• **Prompt**
Transcribe exactly everything in the data below from the line containing "Target: rose petal" down to the line containing "Tag one spot per instance of the red", both lines included and nothing further.
==== Data for this exercise
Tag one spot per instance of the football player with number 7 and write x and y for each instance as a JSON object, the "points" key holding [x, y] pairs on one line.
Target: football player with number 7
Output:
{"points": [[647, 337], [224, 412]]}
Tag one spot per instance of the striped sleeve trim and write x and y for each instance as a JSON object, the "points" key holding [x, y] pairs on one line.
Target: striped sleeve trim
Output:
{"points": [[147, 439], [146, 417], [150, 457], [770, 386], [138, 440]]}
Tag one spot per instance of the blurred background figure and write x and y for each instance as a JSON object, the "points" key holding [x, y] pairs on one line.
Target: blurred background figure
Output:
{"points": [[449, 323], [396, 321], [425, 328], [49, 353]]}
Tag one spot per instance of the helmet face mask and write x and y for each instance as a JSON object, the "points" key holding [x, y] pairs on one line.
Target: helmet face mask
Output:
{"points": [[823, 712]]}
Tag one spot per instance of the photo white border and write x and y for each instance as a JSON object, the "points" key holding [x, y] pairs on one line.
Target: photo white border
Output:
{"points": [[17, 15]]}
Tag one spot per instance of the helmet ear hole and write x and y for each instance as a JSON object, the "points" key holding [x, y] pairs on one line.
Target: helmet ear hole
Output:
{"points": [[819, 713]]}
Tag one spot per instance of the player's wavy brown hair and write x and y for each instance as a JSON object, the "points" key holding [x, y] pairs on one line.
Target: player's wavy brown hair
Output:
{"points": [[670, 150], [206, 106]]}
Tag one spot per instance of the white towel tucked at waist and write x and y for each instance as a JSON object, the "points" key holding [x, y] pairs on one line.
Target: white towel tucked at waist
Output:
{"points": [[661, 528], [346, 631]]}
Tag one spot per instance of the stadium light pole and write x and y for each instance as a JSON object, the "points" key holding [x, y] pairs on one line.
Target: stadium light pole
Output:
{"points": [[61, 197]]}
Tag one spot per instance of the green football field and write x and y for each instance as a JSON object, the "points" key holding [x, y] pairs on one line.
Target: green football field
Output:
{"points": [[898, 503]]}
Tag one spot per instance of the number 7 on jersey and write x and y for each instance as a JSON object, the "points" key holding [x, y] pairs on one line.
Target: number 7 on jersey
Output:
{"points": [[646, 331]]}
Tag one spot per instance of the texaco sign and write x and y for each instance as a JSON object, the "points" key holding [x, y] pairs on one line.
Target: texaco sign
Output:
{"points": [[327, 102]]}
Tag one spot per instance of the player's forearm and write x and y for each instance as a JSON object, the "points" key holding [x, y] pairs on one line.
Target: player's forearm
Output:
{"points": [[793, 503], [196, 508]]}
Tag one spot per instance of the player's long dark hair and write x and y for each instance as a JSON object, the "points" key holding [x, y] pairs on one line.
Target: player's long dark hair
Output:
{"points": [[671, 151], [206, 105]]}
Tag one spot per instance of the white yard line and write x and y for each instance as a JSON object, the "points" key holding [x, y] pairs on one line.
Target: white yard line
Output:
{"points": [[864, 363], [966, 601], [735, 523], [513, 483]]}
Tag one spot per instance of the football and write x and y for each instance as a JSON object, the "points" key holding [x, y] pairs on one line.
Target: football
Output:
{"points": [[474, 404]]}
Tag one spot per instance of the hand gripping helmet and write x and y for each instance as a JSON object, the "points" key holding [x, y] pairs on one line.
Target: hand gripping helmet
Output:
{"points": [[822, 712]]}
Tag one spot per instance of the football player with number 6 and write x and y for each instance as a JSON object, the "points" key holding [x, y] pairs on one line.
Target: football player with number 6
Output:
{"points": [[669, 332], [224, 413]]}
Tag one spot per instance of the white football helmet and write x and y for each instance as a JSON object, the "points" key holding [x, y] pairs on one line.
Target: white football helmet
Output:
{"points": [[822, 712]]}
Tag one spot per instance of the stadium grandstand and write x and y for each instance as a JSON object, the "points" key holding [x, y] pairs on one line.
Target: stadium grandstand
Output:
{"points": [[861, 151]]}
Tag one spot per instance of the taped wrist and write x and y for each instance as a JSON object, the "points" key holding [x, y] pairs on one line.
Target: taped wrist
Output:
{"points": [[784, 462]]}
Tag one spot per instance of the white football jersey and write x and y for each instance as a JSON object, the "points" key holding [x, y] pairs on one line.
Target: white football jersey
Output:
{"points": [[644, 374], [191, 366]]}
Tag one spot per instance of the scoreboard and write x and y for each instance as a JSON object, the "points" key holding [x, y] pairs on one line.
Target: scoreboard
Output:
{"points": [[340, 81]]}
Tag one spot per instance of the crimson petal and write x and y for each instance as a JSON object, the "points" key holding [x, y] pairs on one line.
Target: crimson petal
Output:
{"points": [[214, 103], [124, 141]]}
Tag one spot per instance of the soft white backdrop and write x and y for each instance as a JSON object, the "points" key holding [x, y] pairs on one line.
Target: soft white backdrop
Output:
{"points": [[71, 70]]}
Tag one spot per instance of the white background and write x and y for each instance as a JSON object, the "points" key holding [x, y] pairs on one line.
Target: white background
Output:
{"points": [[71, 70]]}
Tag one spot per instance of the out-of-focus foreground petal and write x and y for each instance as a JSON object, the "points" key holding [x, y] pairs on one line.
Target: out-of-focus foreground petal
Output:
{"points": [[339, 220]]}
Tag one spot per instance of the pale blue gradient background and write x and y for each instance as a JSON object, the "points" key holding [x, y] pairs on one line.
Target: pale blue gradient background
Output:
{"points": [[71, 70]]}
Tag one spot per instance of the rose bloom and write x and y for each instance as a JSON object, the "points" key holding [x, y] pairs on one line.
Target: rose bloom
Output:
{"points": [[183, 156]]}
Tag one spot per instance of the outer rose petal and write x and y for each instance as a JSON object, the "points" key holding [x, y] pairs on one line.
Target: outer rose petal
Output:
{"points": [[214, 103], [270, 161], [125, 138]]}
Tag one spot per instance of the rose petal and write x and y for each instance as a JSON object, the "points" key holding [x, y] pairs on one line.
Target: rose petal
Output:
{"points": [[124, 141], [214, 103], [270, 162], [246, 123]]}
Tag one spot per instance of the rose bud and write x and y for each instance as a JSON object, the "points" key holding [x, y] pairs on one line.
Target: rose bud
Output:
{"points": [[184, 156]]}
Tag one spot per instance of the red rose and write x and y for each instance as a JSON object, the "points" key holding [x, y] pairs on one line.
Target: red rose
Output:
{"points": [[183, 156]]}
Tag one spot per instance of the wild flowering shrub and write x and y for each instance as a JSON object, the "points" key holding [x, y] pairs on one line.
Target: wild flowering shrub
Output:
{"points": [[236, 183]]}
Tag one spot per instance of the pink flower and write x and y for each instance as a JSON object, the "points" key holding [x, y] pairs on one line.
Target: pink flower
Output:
========
• **Answer space**
Target: rose petal
Output:
{"points": [[124, 141], [214, 103], [270, 162], [246, 123]]}
Tag one spot per instance of the rose bud and write x and y for each instance as a JSON object, the "points" key holding [x, y] pairs on one line.
Target: rose bud
Output:
{"points": [[184, 156]]}
Tag one spot per instance of the red rose and write x and y for each instance as a JSON object, the "points" key holding [x, y] pairs on one line.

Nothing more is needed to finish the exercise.